▸ **EXCERPT PROVIDED**

MORGAN: ‘They’ or ‘their’ is a plural, it’s not a singular thing, you’re a singular person.

DOTY: It has actually been used as a singular pronoun in English since the time of Chaucer…

MORGAN: Well, we’ve moved on a bit from Chaucer’s language. Otherwise I would be saying to you, verily I say unto thee, I think your baby, at the moment, should be assigned a gender until it’s old enough to work out, if like its parent — I was going to say father there — if its parent, you know, can help it have that debate when it, when they — so confusing — when they get older…

When Doty expressed frustration at Morgan’s line of questioning, Morgan’s co-host, Susanna Reid, interjected and attempted to find a happy medium on the issue:

REID: Kory, with total respect, I completely understand that you do not want your child to perhaps be restricted by the social and cultural expectations of a gender identity. I get that…

MORGAN: Do you?

REID: I do. Because there’s lots of mums or dads who might not want their child dressed in pink or blue or have to play with certain types of toys and all the rest of it.

But what I don’t understand is if your child has a clear biological identity, why you don’t just want to factually have that on a form which can then allow your child to apply for a passport, at the moment your child is not allowed to have a birth certificate, and then also it leads you and your child into all sort of difficult conversations about identity as you said, you know, all sorts of intimate questions that you might not want to answer or discuss but inevitably are going to come out of this. Why not just allow your child to be male or female depending on what they are at birth but then decide for themselves how they want to act and be treated?

▸ **DATA EXTRACTS**
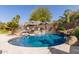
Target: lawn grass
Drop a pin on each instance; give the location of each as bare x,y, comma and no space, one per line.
4,32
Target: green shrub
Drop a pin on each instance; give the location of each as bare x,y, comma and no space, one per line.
62,28
76,32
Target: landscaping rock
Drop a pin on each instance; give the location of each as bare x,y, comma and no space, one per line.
72,40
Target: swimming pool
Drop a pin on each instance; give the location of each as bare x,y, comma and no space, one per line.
39,40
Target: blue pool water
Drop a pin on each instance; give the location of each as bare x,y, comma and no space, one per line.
39,40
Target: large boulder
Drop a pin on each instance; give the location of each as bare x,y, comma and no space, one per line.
72,40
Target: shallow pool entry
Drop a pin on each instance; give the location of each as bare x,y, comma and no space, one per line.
39,40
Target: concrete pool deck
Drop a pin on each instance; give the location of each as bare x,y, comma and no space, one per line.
12,49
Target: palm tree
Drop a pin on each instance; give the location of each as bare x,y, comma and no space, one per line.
14,24
67,15
41,14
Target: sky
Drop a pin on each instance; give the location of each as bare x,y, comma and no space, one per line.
7,12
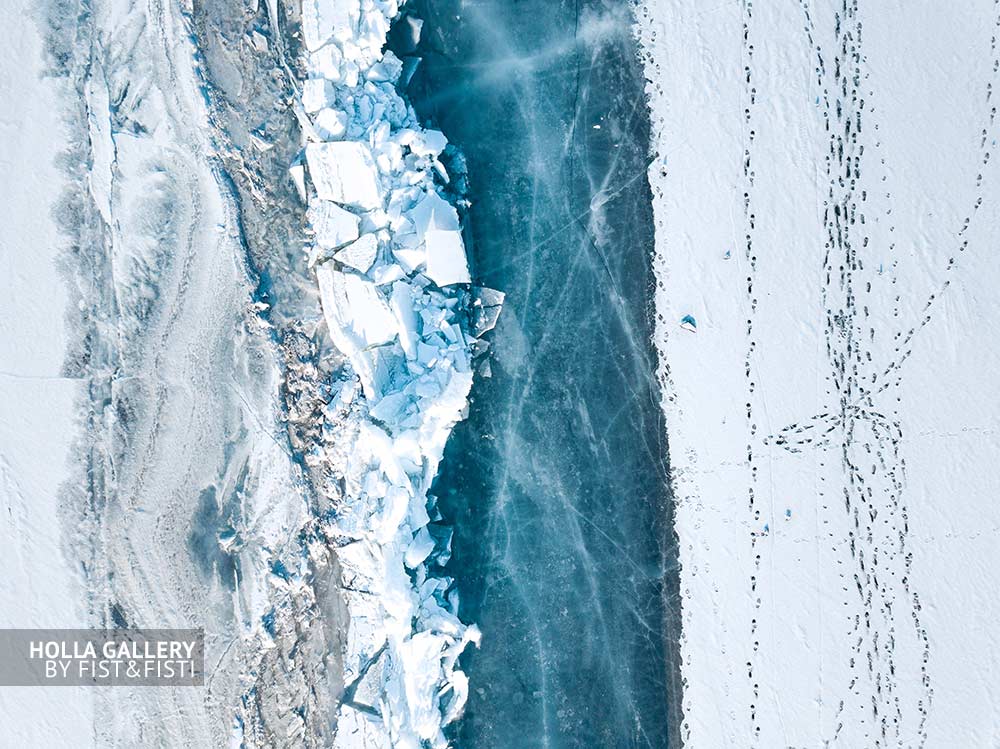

▸ **ACTIVITY**
Please copy out the whole transcript above, the TV exchange on the singular "they" and a child's gender, word for word.

▸ **RESPONSE**
MORGAN: ‘They’ or ‘their’ is a plural, it’s not a singular thing, you’re a singular person.

DOTY: It has actually been used as a singular pronoun in English since the time of Chaucer…

MORGAN: Well, we’ve moved on a bit from Chaucer’s language. Otherwise I would be saying to you, verily I say unto thee, I think your baby, at the moment, should be assigned a gender until it’s old enough to work out, if like its parent — I was going to say father there — if its parent, you know, can help it have that debate when it, when they — so confusing — when they get older…

When Doty expressed frustration at Morgan’s line of questioning, Morgan’s co-host, Susanna Reid, interjected and attempted to find a happy medium on the issue:

REID: Kory, with total respect, I completely understand that you do not want your child to perhaps be restricted by the social and cultural expectations of a gender identity. I get that…

MORGAN: Do you?

REID: I do. Because there’s lots of mums or dads who might not want their child dressed in pink or blue or have to play with certain types of toys and all the rest of it.

But what I don’t understand is if your child has a clear biological identity, why you don’t just want to factually have that on a form which can then allow your child to apply for a passport, at the moment your child is not allowed to have a birth certificate, and then also it leads you and your child into all sort of difficult conversations about identity as you said, you know, all sorts of intimate questions that you might not want to answer or discuss but inevitably are going to come out of this. Why not just allow your child to be male or female depending on what they are at birth but then decide for themselves how they want to act and be treated?